• _WHAT YOU ARE ASKED TO DO_
Return the following data exactly, with all pictures left out.
===== INPUT DATA
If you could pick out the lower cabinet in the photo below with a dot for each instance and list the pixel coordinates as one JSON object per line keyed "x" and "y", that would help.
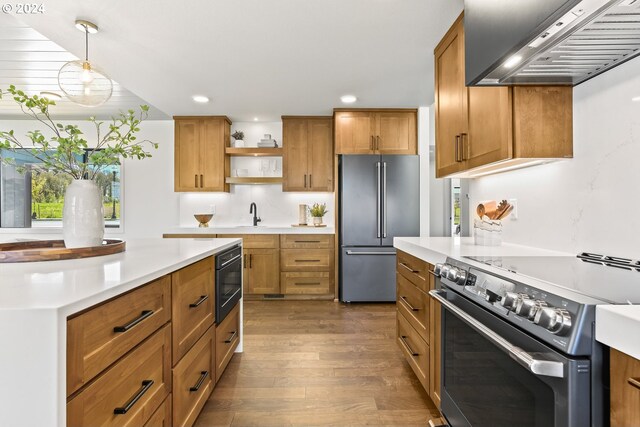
{"x": 625, "y": 390}
{"x": 418, "y": 321}
{"x": 193, "y": 380}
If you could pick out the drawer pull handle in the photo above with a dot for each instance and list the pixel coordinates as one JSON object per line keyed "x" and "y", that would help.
{"x": 412, "y": 308}
{"x": 202, "y": 299}
{"x": 406, "y": 344}
{"x": 134, "y": 322}
{"x": 146, "y": 385}
{"x": 409, "y": 268}
{"x": 634, "y": 382}
{"x": 233, "y": 336}
{"x": 203, "y": 375}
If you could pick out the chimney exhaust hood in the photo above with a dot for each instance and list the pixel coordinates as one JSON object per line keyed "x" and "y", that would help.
{"x": 555, "y": 42}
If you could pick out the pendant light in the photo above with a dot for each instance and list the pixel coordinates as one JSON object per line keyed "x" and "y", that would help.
{"x": 82, "y": 82}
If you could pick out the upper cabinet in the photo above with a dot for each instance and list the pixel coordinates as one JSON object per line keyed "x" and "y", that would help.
{"x": 484, "y": 129}
{"x": 391, "y": 131}
{"x": 308, "y": 153}
{"x": 200, "y": 161}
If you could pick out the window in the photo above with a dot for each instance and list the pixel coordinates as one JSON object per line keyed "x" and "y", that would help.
{"x": 36, "y": 198}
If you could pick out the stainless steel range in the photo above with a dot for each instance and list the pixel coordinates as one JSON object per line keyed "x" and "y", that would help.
{"x": 518, "y": 347}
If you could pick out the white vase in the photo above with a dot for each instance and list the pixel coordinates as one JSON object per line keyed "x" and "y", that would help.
{"x": 83, "y": 215}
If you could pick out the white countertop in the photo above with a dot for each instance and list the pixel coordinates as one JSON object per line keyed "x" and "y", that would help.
{"x": 73, "y": 285}
{"x": 285, "y": 229}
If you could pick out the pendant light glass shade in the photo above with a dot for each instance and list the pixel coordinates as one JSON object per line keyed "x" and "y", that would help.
{"x": 83, "y": 83}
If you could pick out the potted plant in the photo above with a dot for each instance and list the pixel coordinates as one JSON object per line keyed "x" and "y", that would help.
{"x": 65, "y": 151}
{"x": 317, "y": 212}
{"x": 239, "y": 137}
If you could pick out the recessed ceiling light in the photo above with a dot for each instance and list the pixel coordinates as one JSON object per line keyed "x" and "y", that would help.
{"x": 83, "y": 26}
{"x": 348, "y": 99}
{"x": 513, "y": 61}
{"x": 52, "y": 96}
{"x": 200, "y": 98}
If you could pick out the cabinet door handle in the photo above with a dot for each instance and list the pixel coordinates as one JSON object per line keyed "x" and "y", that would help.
{"x": 134, "y": 322}
{"x": 634, "y": 382}
{"x": 408, "y": 347}
{"x": 202, "y": 299}
{"x": 232, "y": 337}
{"x": 203, "y": 376}
{"x": 146, "y": 385}
{"x": 412, "y": 308}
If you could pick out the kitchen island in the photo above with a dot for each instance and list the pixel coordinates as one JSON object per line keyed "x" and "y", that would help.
{"x": 37, "y": 298}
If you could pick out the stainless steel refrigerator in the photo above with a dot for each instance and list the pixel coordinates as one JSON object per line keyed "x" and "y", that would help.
{"x": 379, "y": 199}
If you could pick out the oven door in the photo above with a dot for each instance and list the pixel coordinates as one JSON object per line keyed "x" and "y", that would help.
{"x": 228, "y": 286}
{"x": 495, "y": 375}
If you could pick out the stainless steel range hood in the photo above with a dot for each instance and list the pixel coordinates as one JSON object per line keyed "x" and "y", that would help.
{"x": 547, "y": 41}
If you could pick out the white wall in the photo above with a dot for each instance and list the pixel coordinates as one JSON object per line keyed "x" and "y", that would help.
{"x": 588, "y": 203}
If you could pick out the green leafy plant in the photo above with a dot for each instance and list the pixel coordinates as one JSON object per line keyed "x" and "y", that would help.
{"x": 63, "y": 151}
{"x": 318, "y": 210}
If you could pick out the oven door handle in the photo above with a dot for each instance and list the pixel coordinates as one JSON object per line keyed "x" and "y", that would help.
{"x": 547, "y": 368}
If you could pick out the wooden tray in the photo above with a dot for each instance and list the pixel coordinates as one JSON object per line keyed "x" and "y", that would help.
{"x": 54, "y": 250}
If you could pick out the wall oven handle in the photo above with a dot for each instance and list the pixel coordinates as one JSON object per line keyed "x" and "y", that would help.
{"x": 547, "y": 368}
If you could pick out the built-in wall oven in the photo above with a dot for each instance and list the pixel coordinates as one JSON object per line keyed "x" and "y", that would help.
{"x": 511, "y": 357}
{"x": 228, "y": 281}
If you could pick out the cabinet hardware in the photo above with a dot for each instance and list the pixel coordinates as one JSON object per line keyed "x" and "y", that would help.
{"x": 202, "y": 299}
{"x": 134, "y": 322}
{"x": 407, "y": 346}
{"x": 146, "y": 385}
{"x": 412, "y": 308}
{"x": 203, "y": 375}
{"x": 634, "y": 382}
{"x": 232, "y": 337}
{"x": 408, "y": 268}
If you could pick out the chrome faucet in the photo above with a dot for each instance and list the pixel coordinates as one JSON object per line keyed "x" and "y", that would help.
{"x": 254, "y": 210}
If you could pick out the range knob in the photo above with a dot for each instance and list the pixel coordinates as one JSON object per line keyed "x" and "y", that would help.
{"x": 556, "y": 320}
{"x": 509, "y": 300}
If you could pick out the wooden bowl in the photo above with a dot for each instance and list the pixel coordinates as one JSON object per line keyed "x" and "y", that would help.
{"x": 203, "y": 219}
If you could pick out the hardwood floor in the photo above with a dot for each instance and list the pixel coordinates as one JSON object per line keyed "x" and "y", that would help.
{"x": 311, "y": 363}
==========
• _COMPLETED TASK_
If you could pick out the lower cabinet in the photo below with a dot for each instance and list the pixel coordinates as one JSON object per line keyed "x" and "y", that would help.
{"x": 625, "y": 390}
{"x": 418, "y": 321}
{"x": 193, "y": 380}
If you could pick out the drawer pull handle in the photo above with a dot for each instance and list the pixel coordinates as one JSON object per line keyed "x" and "y", that would help.
{"x": 412, "y": 308}
{"x": 202, "y": 299}
{"x": 406, "y": 344}
{"x": 134, "y": 322}
{"x": 146, "y": 385}
{"x": 409, "y": 268}
{"x": 634, "y": 382}
{"x": 233, "y": 336}
{"x": 203, "y": 375}
If you could pick out the chimney exhaust hood in the photo above with a dot for each instance and list the pixel coordinates as one JSON object per line keyed "x" and "y", that would help.
{"x": 555, "y": 42}
If you could pick out the pendant light in the photo above with a dot for each instance and list the pixel coordinates as one JSON object per line keyed "x" and "y", that would help.
{"x": 82, "y": 82}
If you could pick out the upper cabinet in the photo above with a dot for each instance and list the pixel coordinates as one JSON object per line keyed "x" and "y", that would help.
{"x": 484, "y": 129}
{"x": 391, "y": 131}
{"x": 308, "y": 153}
{"x": 200, "y": 161}
If you could pick out the window in the photo above with a dot for each instance and list the pixel coordinates as one JSON object per line keyed "x" and "y", that would help.
{"x": 36, "y": 198}
If you could pick out the stainless steel range in the photo above with a dot for each instance and list the pixel coordinates as one JSON object per line keyed "x" and "y", that would help.
{"x": 518, "y": 347}
If you could pick out the white vase in the photo above with a dot for each instance and list the pixel coordinates as one JSON object per line keyed "x" and "y", that would help.
{"x": 83, "y": 215}
If you could pick out the white countertop in the photo above with a dot for each instance and list the pixel coordinates as one JSON object per line keyed "x" and "y", that would help.
{"x": 73, "y": 285}
{"x": 285, "y": 229}
If you could pick out the pendant light glass shade in the photo above with a dot for each instance and list the pixel coordinates as one JSON object per line keyed "x" and "y", that would help.
{"x": 83, "y": 83}
If you could pick out the potted plant in the photo above with a dot for each instance and list the pixel coordinates as one JSON object per line keyed "x" and "y", that would help.
{"x": 65, "y": 151}
{"x": 317, "y": 212}
{"x": 239, "y": 137}
If you could pick out the recessed ceiling light in the photo above with a dot for each instance and list the pixel coordinates as one JSON object per line keyed "x" and "y", that would help.
{"x": 83, "y": 26}
{"x": 348, "y": 99}
{"x": 513, "y": 61}
{"x": 52, "y": 96}
{"x": 200, "y": 98}
If you could pick out the cabinet door handle in the photo above with a dot for each instance and list the pixel coordinates as one JSON object per line keyed "x" and "y", that would help.
{"x": 134, "y": 322}
{"x": 634, "y": 382}
{"x": 408, "y": 347}
{"x": 202, "y": 299}
{"x": 232, "y": 337}
{"x": 203, "y": 376}
{"x": 146, "y": 385}
{"x": 412, "y": 308}
If you could pick out the kitchen island in the photo above with a dot for each instance and list the pixel coordinates as one JSON object per line keyed "x" and "y", that would help.
{"x": 37, "y": 298}
If you could pick out the stainless steel refrigerator in the photo above with a dot for each instance and list the pixel coordinates as one JSON object per line keyed "x" and "y", that would help.
{"x": 379, "y": 199}
If you could pick out the oven door in the photo above with a dot for each instance and list the pixel coordinates as one JSON object per line keyed "x" and "y", that would help.
{"x": 228, "y": 286}
{"x": 495, "y": 375}
If you could pick out the stainless steel range hood in the photo above with a dot for each instance and list the pixel coordinates as one JSON object per line keyed "x" and "y", that would help.
{"x": 547, "y": 41}
If you could pick out the white wall in the photo above with a dot for each instance and list the pixel coordinates as one JSON object per line keyed "x" and "y", that would help.
{"x": 588, "y": 203}
If you could pick out the green leafy plant in the photo above with a dot for each instance and list the pixel coordinates as one JSON object per line keyed "x" and "y", that would help.
{"x": 63, "y": 151}
{"x": 318, "y": 210}
If you could pick out the oven door handle in the photo above with a dot for each instance and list the pixel coordinates as one JSON object per line keyed "x" and "y", that would help.
{"x": 547, "y": 368}
If you could pick out the wooden tray in the photo above with a dot for each instance and list the pixel coordinates as one JSON object per line keyed "x" and "y", that would help.
{"x": 54, "y": 250}
If you could pick out the wall oven handle in the photo above with a dot for each instance and list the pixel coordinates as one JSON object per line keyed "x" and "y", that would help.
{"x": 547, "y": 368}
If you could pick out the built-in wall oven in the photo above with a dot for each instance and list the pixel coordinates as one JSON object per line keyed "x" and "y", that would help.
{"x": 511, "y": 357}
{"x": 228, "y": 281}
If you could pick out the cabinet hardware in the photo above with a dot for each instance and list the pixel coordinates as one JSON object per line keyed "x" and "y", that would help.
{"x": 202, "y": 299}
{"x": 134, "y": 322}
{"x": 407, "y": 346}
{"x": 146, "y": 385}
{"x": 412, "y": 308}
{"x": 203, "y": 375}
{"x": 634, "y": 382}
{"x": 232, "y": 337}
{"x": 408, "y": 268}
If you could pick out the chrome faucet in the photo above with a dot for each instance and list the pixel coordinates as one JSON object per line keyed "x" and "y", that would help.
{"x": 254, "y": 210}
If you could pick out the range knob in the photo above with a dot for each instance and list the pixel coordinates as one JSON object per line keyed "x" and "y", that would help.
{"x": 556, "y": 320}
{"x": 509, "y": 300}
If you could pick out the wooden bowl in the photo above with a dot for each instance and list the pixel coordinates as one JSON object per line keyed "x" and "y", that would help.
{"x": 203, "y": 219}
If you could pick out the hardwood floor in the photo above with a dot for each instance and list the pixel coordinates as one JSON object per line keyed "x" and "y", that would help.
{"x": 311, "y": 363}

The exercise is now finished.